**TASK GOAL:** Show every line of the listing below that contains the word "spider", copying each such line in full. The match is case-sensitive.
* * *
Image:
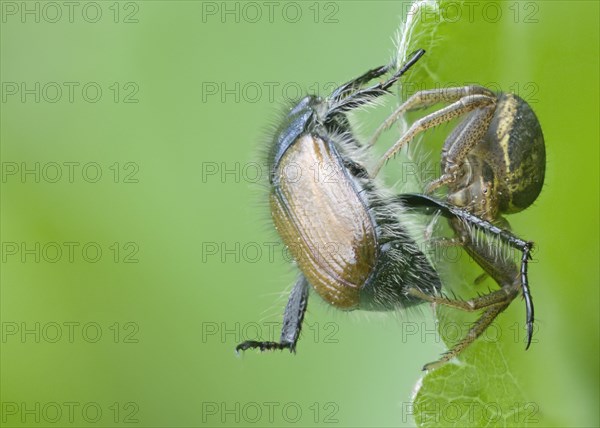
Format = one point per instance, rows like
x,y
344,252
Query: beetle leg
x,y
292,321
443,115
341,101
428,98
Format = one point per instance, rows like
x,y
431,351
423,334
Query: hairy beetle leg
x,y
292,321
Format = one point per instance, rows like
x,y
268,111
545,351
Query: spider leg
x,y
428,98
474,332
505,272
443,115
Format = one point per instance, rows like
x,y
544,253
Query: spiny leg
x,y
343,100
496,298
474,332
446,114
428,203
292,321
428,98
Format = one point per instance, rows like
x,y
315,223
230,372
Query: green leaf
x,y
480,389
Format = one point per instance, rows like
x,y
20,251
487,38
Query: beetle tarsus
x,y
263,346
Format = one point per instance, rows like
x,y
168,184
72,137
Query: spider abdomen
x,y
516,142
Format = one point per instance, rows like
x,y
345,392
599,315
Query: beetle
x,y
493,163
373,260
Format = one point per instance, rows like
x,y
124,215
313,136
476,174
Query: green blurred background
x,y
170,103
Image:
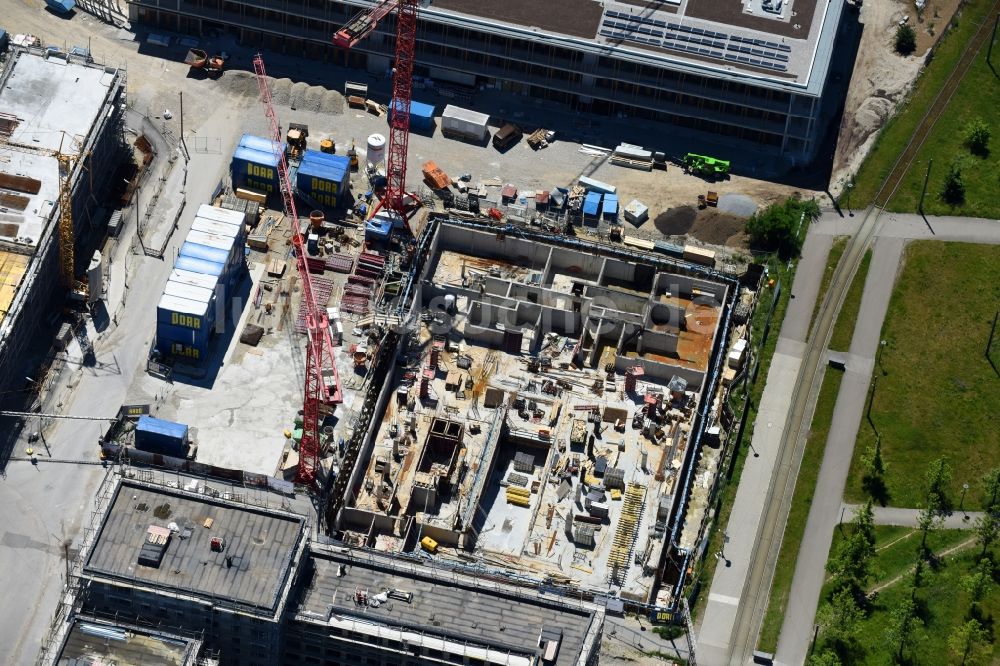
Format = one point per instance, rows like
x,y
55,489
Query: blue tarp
x,y
61,5
610,205
196,251
199,266
258,143
421,115
153,425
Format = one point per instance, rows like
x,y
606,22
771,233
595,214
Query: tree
x,y
978,581
825,658
977,136
778,227
969,642
987,531
953,190
841,618
873,476
906,40
937,477
905,627
992,482
928,519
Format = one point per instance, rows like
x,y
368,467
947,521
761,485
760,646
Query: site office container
x,y
227,244
185,313
464,123
254,170
421,114
159,436
223,215
323,182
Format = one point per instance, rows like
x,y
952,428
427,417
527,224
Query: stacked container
x,y
209,266
324,177
254,165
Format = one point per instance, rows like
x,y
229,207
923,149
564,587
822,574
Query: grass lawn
x,y
941,600
705,569
805,486
843,329
836,252
977,94
936,394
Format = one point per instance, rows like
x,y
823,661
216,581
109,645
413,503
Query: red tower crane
x,y
322,382
359,27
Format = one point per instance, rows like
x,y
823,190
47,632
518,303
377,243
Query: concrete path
x,y
825,511
718,621
890,515
915,227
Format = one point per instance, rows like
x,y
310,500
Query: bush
x,y
953,191
977,137
906,40
780,227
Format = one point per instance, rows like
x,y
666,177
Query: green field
x,y
941,600
832,259
843,329
977,96
805,487
936,394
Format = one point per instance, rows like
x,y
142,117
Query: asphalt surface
x,y
826,510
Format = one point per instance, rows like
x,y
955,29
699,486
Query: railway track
x,y
756,590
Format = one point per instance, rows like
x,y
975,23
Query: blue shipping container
x,y
189,336
254,169
185,313
160,436
421,115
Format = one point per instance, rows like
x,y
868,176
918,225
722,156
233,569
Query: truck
x,y
465,124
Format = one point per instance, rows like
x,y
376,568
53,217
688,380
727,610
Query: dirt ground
x,y
882,78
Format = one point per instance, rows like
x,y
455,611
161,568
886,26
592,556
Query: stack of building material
x,y
518,496
624,539
322,288
434,176
633,157
339,263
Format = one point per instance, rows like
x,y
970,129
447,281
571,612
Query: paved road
x,y
890,515
825,511
718,621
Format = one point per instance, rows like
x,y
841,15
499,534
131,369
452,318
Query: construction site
x,y
61,143
356,408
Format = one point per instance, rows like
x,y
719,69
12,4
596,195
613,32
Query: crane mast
x,y
359,27
322,382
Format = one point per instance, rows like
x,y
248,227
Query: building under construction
x,y
236,576
547,414
754,71
50,102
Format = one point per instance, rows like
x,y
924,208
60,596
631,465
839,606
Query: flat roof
x,y
253,568
787,48
92,641
444,604
56,103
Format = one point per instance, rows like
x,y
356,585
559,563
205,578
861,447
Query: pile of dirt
x,y
675,221
718,228
239,84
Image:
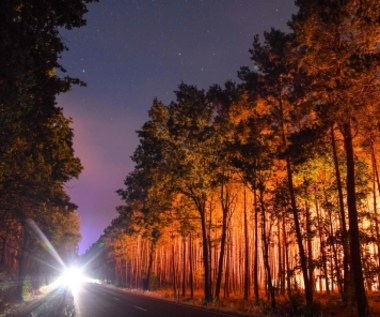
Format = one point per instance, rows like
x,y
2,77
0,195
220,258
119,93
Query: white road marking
x,y
138,307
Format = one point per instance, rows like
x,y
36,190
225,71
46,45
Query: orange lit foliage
x,y
268,159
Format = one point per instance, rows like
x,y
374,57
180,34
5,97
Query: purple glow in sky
x,y
132,51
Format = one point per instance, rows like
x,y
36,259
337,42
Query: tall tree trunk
x,y
355,254
225,202
184,268
174,275
246,251
256,255
23,260
293,203
286,253
322,247
374,174
301,250
347,289
206,262
146,282
191,278
266,253
309,245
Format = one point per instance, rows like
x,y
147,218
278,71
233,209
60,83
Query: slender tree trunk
x,y
374,174
322,247
191,278
347,290
301,250
355,254
255,256
286,251
225,202
309,246
146,283
293,203
206,264
265,239
184,268
246,251
23,260
174,275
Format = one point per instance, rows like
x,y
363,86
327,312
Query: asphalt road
x,y
95,300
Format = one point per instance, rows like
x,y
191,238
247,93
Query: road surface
x,y
94,300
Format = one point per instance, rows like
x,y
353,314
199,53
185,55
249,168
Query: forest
x,y
262,189
267,187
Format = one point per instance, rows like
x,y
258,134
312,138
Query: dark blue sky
x,y
132,51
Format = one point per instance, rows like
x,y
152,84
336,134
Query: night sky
x,y
132,51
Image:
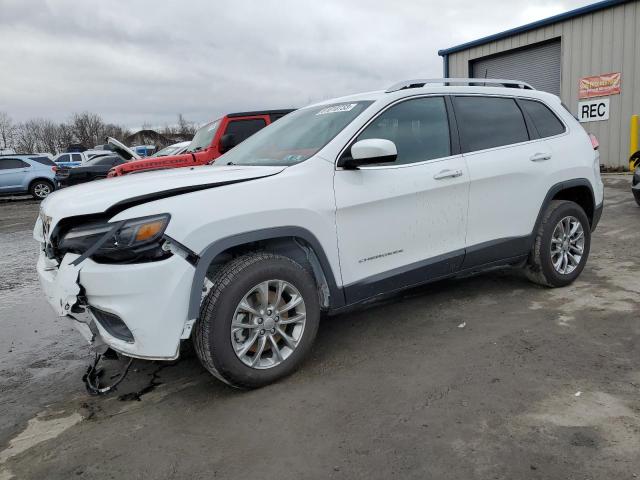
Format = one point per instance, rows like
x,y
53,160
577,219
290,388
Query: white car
x,y
333,205
175,149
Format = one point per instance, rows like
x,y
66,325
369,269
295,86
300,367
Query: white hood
x,y
99,195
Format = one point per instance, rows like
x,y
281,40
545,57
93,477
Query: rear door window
x,y
243,129
419,128
545,121
11,163
488,122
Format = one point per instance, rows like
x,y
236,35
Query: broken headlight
x,y
138,239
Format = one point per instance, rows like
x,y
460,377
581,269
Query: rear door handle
x,y
447,174
540,157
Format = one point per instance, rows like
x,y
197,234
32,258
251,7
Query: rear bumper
x,y
597,214
150,299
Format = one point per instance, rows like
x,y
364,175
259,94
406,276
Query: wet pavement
x,y
481,377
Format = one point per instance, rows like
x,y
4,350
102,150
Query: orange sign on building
x,y
600,85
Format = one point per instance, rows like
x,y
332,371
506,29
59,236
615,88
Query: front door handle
x,y
540,157
447,174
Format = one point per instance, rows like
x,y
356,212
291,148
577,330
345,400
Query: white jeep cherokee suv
x,y
333,205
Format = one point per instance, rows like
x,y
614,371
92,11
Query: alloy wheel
x,y
567,245
41,190
268,324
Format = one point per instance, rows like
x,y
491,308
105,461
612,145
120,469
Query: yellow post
x,y
634,141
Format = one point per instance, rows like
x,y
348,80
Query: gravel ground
x,y
482,377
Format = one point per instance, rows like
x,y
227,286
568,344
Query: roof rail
x,y
484,82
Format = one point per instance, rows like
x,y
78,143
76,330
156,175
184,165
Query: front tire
x,y
258,321
561,247
40,189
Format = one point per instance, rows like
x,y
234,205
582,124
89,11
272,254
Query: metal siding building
x,y
553,54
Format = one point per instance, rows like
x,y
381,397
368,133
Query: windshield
x,y
165,152
104,160
203,137
295,137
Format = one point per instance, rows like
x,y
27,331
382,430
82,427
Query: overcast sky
x,y
145,61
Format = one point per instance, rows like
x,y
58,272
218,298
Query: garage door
x,y
538,65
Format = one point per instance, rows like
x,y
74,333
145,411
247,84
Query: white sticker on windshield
x,y
345,107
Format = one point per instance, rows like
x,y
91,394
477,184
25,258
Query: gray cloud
x,y
141,61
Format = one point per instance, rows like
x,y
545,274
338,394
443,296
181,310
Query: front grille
x,y
112,324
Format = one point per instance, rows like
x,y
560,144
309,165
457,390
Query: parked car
x,y
93,169
144,150
22,174
175,149
75,159
333,205
209,142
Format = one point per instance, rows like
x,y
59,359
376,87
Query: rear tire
x,y
269,348
40,189
561,247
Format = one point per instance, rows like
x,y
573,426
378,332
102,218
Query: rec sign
x,y
593,110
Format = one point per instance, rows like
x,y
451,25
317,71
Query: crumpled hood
x,y
101,195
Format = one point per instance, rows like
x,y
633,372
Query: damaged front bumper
x,y
138,309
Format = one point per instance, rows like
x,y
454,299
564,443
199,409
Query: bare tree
x,y
47,136
65,137
27,137
185,127
7,130
116,131
88,128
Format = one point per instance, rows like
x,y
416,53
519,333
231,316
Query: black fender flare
x,y
216,248
553,191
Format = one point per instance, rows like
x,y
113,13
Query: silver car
x,y
22,174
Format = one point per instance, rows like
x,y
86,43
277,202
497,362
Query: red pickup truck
x,y
209,142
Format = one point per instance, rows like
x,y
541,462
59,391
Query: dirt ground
x,y
487,377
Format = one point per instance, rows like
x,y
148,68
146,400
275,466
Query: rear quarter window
x,y
44,161
488,122
544,120
10,163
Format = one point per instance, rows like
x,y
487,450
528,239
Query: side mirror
* * *
**EXERCISE RESPONSE:**
Query: spider leg
Query: spider abdomen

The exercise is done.